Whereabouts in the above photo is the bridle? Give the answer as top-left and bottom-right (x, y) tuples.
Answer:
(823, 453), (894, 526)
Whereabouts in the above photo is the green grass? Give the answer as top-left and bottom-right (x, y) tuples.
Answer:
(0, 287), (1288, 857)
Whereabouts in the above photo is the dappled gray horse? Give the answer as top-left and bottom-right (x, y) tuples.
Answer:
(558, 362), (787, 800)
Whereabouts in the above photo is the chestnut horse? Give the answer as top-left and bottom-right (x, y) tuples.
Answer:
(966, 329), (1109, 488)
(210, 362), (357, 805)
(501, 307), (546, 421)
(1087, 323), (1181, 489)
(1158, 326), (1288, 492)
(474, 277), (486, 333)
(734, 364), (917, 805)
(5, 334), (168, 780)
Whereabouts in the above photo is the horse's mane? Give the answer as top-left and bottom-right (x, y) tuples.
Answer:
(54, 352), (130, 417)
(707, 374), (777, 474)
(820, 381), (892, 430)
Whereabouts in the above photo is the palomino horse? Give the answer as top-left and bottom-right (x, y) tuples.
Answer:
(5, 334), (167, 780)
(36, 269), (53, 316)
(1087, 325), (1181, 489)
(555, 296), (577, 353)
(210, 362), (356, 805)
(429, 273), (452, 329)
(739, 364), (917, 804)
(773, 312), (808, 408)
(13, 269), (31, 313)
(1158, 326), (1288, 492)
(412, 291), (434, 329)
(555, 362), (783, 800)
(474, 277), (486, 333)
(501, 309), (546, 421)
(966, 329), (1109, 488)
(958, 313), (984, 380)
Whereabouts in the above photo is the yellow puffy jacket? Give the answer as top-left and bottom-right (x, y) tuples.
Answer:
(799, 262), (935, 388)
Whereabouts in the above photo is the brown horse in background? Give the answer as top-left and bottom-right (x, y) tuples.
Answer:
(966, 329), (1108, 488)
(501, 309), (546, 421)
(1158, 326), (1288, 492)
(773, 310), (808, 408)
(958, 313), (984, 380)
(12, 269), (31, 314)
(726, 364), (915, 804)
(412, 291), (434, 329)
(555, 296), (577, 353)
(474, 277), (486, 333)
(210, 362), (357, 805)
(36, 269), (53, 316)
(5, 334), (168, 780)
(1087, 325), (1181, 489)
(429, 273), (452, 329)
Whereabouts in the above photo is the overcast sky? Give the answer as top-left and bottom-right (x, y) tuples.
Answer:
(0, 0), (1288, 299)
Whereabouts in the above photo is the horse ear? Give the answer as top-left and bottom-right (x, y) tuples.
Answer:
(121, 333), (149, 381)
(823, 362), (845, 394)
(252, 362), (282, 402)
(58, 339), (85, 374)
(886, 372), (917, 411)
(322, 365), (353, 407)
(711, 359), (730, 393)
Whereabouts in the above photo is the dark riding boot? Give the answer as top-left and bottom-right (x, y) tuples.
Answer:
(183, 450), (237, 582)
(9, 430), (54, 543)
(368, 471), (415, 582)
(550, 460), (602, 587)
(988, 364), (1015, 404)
++++
Rewrite every line of the records above as a JSON list of strings, one string per line, with blank lines omitted.

Task answer –
[
  "Whereabouts in the above photo is the bridle? Give the answer as top-left and bottom-right (x, y) tuples.",
  "Answer:",
  "(823, 453), (894, 526)",
  "Whereabouts in the above photo is the green grass? Give the answer as top-left and bottom-right (x, y) tuples.",
  "Answer:",
  "(0, 287), (1288, 857)",
  "Whereabouts in the above photo is the dappled gray horse? Give the answer as top-left and bottom-right (x, y) tuples.",
  "Answer:",
  "(558, 362), (787, 800)",
  "Whereabouts in the above photo is the chestnut horse? Give the answer as top-left and bottom-right (x, y) tuples.",
  "Answer:",
  "(966, 329), (1109, 488)",
  "(210, 362), (357, 805)",
  "(501, 307), (546, 421)",
  "(1087, 323), (1181, 489)",
  "(1158, 326), (1288, 492)",
  "(474, 277), (486, 333)",
  "(734, 364), (917, 805)",
  "(5, 334), (168, 780)",
  "Whereabouts in the above photo is the horse's mane? Give the answer as top-left and bottom-right (x, y) tuples.",
  "Answer:",
  "(54, 352), (130, 417)",
  "(707, 374), (777, 474)",
  "(820, 381), (892, 430)",
  "Whereabouts in the above photo is the palomino horse? Give the answer as top-left and bottom-right (x, y) tuples.",
  "Answer:",
  "(5, 334), (167, 780)",
  "(36, 269), (53, 316)",
  "(1087, 325), (1181, 489)",
  "(555, 296), (577, 353)",
  "(210, 362), (356, 805)",
  "(429, 273), (452, 329)",
  "(739, 364), (917, 804)",
  "(773, 312), (808, 408)",
  "(13, 269), (31, 313)",
  "(1158, 326), (1288, 492)",
  "(412, 291), (434, 329)",
  "(555, 362), (783, 800)",
  "(474, 277), (486, 333)",
  "(501, 309), (546, 421)",
  "(966, 329), (1109, 488)",
  "(958, 313), (984, 380)",
  "Whereabouts in the above photo is the yellow puffy jacket? Give the answer as top-left and bottom-right (x, y) tuples.",
  "Answer:",
  "(799, 262), (935, 388)",
  "Whereabouts in the above photo is the brown horse in background? Give the answer as top-left and bottom-right (x, y) tuples.",
  "Answer:",
  "(966, 329), (1108, 488)",
  "(501, 309), (546, 421)",
  "(1158, 326), (1288, 492)",
  "(773, 310), (808, 408)",
  "(958, 313), (984, 380)",
  "(12, 269), (31, 314)",
  "(726, 364), (915, 804)",
  "(412, 291), (434, 329)",
  "(555, 296), (577, 353)",
  "(474, 277), (486, 333)",
  "(210, 362), (357, 805)",
  "(36, 269), (53, 316)",
  "(5, 334), (168, 780)",
  "(1087, 325), (1181, 489)",
  "(429, 273), (452, 329)",
  "Whereabouts in the above photo is the overcast sky? Give the answer as top-left and bottom-right (x, y) tuples.",
  "Answer:",
  "(0, 0), (1288, 299)",
  "Whereabouts in the above photo is the horse ear? Give the answer as top-left and bottom-right (x, y) tuples.",
  "Answer:",
  "(121, 333), (149, 381)",
  "(823, 362), (845, 394)",
  "(252, 362), (282, 402)",
  "(58, 339), (85, 374)",
  "(886, 372), (917, 411)",
  "(322, 365), (353, 407)",
  "(711, 359), (730, 393)",
  "Whereabouts in the above photo is the dark riding boot? Give the answer as top-left and bottom-right (x, y) tuples.",
  "Answer:",
  "(183, 450), (237, 582)",
  "(9, 430), (54, 543)",
  "(368, 471), (415, 582)",
  "(550, 460), (602, 587)",
  "(988, 364), (1015, 404)"
]